Dataset items
::::::::

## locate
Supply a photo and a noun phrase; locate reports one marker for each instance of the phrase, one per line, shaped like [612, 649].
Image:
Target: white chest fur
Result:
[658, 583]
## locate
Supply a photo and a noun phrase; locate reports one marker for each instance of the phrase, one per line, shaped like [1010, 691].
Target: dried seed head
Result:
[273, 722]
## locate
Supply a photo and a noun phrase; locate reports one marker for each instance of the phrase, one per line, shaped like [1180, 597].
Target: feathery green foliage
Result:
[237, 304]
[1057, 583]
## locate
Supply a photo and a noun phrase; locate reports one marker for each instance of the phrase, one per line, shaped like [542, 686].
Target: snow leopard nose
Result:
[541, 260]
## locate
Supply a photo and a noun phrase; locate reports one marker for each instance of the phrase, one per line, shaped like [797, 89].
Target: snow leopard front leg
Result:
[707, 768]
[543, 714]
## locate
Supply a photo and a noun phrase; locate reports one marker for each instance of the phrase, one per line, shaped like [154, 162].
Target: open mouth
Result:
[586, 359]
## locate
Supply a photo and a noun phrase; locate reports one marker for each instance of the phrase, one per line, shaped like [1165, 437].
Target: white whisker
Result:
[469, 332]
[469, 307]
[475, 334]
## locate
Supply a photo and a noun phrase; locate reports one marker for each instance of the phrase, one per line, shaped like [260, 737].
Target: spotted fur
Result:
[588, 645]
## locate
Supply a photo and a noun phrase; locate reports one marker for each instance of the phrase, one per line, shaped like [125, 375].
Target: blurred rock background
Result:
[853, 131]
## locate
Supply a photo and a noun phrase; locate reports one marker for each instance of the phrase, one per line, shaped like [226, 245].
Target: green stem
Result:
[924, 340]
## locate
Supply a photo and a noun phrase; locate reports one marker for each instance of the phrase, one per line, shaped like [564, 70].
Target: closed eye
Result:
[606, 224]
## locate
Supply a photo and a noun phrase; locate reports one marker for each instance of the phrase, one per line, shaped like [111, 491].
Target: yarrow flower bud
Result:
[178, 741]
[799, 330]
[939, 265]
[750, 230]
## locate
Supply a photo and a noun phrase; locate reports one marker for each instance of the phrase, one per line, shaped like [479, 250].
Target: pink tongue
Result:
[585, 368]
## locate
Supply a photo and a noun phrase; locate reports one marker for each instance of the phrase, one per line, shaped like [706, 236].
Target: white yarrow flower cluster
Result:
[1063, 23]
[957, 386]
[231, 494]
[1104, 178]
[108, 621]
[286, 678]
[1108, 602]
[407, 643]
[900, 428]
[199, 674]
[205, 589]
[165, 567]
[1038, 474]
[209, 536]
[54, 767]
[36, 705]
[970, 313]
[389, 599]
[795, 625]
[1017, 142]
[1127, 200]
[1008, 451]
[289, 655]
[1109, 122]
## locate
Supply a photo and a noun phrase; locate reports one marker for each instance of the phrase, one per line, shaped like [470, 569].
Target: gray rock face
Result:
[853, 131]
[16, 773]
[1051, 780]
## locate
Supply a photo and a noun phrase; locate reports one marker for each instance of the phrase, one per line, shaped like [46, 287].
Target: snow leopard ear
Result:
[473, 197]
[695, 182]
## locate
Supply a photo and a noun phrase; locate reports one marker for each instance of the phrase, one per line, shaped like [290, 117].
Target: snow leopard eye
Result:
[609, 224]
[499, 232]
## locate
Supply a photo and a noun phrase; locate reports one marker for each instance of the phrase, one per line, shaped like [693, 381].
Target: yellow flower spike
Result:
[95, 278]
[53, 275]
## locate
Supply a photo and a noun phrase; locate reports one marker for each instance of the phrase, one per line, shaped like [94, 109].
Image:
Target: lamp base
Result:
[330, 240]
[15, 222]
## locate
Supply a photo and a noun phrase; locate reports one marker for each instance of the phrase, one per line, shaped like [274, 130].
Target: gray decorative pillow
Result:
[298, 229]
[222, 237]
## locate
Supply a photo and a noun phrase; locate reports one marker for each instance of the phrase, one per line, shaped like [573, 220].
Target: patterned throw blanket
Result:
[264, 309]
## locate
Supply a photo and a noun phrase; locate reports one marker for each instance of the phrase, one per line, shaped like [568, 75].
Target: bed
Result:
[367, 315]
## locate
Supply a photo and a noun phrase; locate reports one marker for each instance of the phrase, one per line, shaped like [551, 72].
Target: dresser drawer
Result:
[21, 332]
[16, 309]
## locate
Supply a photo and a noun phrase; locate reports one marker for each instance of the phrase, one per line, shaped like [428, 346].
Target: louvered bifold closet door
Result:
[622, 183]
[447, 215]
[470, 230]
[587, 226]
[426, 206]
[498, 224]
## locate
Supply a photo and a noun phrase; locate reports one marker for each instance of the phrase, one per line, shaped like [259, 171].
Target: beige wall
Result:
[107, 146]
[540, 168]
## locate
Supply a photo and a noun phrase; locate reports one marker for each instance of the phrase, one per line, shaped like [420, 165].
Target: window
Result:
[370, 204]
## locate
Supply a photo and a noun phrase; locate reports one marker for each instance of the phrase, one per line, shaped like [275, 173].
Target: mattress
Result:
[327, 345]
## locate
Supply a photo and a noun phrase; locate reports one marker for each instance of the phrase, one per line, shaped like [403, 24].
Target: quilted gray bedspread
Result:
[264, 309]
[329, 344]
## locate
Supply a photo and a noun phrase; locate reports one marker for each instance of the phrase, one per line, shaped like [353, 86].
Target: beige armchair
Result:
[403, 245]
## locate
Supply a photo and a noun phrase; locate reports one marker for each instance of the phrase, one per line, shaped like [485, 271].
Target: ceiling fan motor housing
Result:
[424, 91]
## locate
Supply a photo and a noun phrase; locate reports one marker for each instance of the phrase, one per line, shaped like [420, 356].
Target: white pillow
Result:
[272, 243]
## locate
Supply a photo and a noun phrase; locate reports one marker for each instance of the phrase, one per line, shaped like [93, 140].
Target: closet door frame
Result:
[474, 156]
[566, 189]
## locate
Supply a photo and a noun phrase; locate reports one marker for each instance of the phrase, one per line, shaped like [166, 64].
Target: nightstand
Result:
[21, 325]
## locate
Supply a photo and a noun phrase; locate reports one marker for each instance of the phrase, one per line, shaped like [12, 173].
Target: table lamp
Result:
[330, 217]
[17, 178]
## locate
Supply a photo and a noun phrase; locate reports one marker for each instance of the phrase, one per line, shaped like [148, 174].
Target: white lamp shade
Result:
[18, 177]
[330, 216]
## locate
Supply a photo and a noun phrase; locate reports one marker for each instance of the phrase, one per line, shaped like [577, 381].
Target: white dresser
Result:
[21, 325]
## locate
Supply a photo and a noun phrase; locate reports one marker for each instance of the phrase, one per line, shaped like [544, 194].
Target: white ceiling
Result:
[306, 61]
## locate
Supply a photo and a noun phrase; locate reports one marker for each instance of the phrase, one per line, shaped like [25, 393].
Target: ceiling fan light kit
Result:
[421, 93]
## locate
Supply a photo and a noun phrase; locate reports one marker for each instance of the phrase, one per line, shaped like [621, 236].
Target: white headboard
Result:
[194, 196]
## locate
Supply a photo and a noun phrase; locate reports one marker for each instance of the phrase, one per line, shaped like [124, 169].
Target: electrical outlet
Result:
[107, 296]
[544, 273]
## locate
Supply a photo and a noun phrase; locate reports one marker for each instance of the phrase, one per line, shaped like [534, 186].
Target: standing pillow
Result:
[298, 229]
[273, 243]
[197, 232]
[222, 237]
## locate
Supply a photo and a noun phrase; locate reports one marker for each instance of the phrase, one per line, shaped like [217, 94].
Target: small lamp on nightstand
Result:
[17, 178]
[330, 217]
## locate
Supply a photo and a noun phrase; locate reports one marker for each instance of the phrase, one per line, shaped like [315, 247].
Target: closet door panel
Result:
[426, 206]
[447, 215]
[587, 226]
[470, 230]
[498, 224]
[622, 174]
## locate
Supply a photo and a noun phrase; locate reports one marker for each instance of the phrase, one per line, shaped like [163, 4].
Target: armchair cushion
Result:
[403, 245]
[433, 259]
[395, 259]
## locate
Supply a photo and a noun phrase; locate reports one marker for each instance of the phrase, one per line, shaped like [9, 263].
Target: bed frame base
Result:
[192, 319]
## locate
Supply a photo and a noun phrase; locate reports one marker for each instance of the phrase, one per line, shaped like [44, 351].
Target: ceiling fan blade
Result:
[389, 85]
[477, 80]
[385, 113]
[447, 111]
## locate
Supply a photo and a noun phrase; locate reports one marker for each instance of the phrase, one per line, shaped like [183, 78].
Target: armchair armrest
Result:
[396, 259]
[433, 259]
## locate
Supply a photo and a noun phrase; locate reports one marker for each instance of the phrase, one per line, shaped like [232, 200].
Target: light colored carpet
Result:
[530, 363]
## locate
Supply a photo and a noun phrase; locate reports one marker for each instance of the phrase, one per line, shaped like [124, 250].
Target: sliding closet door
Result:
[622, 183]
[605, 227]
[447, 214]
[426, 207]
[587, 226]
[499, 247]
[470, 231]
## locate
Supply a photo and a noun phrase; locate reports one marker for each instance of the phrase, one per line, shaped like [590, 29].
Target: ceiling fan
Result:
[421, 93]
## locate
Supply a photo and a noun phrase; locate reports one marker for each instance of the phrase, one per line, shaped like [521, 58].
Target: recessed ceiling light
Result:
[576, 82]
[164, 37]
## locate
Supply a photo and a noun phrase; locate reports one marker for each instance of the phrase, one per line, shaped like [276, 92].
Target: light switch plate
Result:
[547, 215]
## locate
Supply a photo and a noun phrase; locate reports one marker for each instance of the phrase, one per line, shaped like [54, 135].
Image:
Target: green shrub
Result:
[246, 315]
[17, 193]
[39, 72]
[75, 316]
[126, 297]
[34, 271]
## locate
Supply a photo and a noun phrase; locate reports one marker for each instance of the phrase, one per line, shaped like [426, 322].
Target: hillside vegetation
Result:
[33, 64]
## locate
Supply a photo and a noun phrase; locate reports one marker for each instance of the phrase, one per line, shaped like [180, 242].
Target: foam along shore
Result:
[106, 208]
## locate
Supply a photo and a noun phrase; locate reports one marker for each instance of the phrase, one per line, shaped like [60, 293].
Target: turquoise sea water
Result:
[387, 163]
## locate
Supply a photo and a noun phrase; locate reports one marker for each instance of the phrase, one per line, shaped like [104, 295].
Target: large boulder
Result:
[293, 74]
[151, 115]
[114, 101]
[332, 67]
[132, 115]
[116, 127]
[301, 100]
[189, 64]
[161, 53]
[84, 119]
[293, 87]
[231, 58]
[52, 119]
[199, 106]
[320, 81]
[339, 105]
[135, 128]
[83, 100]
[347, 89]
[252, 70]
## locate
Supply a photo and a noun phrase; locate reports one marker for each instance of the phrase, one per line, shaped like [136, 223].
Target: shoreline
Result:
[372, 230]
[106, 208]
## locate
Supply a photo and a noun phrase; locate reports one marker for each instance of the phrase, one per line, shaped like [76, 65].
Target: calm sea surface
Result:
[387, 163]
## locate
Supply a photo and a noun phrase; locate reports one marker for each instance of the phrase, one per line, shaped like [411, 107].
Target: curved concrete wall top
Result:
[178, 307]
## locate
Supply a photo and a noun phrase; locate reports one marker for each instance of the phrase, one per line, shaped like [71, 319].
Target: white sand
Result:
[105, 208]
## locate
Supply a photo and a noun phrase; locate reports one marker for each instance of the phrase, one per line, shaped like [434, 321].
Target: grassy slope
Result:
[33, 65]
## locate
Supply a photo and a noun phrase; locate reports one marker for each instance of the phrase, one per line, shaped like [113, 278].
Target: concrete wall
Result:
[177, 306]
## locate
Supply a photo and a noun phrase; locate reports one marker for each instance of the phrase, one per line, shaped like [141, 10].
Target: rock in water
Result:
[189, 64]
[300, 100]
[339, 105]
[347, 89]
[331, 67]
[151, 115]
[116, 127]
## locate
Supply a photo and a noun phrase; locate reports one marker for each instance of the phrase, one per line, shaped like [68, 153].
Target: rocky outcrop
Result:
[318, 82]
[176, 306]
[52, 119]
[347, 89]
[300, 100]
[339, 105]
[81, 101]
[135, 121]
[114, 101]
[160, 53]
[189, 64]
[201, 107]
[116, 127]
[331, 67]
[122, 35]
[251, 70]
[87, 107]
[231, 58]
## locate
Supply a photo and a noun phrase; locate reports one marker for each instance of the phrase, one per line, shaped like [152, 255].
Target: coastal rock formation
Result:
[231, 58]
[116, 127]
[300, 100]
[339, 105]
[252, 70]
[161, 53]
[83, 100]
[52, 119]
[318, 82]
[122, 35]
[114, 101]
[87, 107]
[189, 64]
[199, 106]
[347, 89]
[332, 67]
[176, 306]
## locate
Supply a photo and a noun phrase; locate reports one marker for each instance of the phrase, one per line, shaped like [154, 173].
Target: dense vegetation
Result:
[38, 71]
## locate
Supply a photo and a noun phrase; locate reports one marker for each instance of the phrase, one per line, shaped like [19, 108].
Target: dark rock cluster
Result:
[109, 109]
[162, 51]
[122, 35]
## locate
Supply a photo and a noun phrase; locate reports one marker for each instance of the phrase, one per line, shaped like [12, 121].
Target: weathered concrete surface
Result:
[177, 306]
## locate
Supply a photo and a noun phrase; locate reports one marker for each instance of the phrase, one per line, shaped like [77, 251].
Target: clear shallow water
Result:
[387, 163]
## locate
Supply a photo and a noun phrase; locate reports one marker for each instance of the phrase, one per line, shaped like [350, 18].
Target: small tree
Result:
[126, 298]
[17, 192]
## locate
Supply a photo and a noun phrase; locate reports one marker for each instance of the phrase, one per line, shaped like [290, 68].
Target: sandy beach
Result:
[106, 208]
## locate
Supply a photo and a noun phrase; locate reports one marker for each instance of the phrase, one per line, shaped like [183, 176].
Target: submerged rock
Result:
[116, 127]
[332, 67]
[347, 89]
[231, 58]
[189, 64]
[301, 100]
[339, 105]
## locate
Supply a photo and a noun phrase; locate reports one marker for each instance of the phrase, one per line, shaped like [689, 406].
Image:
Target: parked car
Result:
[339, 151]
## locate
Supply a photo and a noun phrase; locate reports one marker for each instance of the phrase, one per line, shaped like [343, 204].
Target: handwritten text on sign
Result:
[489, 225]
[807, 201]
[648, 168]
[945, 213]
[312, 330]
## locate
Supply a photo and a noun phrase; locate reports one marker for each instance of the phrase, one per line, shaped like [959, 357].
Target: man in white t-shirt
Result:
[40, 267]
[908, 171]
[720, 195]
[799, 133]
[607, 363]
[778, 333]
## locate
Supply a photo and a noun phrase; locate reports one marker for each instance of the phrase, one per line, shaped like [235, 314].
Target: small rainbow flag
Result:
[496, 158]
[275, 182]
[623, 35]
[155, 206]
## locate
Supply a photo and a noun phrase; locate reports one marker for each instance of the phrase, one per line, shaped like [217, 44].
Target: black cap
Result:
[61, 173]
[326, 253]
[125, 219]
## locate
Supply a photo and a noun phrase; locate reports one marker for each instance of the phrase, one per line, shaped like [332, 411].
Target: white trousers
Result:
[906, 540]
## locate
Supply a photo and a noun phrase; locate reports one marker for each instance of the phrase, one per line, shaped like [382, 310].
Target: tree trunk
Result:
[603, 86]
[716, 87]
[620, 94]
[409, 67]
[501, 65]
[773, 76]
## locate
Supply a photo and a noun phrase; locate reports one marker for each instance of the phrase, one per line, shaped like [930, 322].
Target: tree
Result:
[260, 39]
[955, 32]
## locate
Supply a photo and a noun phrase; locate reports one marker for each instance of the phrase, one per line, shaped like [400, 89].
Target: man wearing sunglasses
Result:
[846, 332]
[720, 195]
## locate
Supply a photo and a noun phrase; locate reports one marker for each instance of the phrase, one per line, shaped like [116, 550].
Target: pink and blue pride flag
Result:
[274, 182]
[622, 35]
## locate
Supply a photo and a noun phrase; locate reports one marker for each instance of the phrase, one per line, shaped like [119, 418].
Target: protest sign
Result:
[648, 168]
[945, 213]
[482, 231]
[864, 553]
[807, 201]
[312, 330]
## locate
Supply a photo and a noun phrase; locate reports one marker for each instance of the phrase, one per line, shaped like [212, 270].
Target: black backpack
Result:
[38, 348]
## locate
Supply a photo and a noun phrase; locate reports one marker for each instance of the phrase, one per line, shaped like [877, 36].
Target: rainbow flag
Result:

::::::::

# Given instruction
Filter the records above down to the lines that contain the string "tree", copying each such line. Case counts.

# Solution
Target: small tree
Target: tree trunk
Target: tree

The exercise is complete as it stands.